** start of Input rows **
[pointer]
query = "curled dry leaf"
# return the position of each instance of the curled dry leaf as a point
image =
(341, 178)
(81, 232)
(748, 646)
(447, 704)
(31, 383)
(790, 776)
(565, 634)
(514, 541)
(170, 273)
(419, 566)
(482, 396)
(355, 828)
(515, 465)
** end of Input rows **
_Directions for this task_: Rewrite the lines above, putting "brown" in place of "dry" wherever it occurs and leaving everything else the same.

_Exercise solution_:
[pointer]
query = "curled brown leaf"
# return the position of each instance of the curled brown leaf as a point
image =
(341, 178)
(81, 232)
(748, 646)
(447, 704)
(31, 383)
(790, 776)
(565, 634)
(514, 541)
(170, 273)
(419, 566)
(482, 396)
(355, 828)
(515, 465)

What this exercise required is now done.